-- start LISTING --
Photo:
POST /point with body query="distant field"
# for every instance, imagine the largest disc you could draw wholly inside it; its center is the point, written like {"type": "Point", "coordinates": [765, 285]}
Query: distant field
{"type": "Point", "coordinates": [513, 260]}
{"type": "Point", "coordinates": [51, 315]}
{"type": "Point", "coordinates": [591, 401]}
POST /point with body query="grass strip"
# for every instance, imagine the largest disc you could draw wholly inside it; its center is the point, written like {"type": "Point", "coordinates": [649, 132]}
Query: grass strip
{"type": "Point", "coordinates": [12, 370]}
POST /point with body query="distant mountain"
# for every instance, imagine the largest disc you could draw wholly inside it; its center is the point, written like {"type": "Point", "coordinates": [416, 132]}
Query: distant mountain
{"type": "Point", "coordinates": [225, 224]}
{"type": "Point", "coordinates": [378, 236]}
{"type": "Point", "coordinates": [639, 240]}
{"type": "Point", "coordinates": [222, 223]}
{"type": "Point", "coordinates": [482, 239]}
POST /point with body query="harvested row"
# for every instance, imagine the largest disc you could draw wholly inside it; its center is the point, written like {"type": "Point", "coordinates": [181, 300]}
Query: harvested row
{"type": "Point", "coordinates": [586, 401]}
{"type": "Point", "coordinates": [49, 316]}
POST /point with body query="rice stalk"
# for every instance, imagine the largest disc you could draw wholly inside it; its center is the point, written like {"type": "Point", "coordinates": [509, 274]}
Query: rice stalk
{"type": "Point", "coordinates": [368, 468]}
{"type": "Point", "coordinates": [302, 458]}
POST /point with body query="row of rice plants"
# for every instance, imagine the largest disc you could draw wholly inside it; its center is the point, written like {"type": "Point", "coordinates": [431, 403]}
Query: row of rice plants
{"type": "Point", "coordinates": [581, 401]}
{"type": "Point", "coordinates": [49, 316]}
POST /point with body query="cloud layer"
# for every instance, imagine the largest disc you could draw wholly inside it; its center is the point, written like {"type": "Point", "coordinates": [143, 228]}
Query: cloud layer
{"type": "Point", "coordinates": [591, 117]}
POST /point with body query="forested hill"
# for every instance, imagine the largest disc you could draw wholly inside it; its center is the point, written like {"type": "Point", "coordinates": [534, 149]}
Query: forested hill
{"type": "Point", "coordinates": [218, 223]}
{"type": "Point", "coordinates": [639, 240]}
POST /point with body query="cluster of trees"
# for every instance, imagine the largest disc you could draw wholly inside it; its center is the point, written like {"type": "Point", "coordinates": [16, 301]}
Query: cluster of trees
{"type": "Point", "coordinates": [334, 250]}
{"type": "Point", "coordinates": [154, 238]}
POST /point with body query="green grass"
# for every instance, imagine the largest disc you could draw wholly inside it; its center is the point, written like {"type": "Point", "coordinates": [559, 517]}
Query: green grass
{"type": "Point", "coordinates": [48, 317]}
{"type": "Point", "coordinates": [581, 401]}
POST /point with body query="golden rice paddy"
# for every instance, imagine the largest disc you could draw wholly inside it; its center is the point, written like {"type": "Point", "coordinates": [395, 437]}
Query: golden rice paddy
-- end LISTING --
> _THE PROBLEM_
Retype the lines verbatim, starting at the beginning of the entries and ending at the line containing "Query: distant field", with that line included.

> _SOLUTION_
Photo:
POST /point with body query="distant field"
# for every instance, imagine the largest disc you could draw wholly inside it; its center is the point, written like {"type": "Point", "coordinates": [765, 285]}
Query: distant field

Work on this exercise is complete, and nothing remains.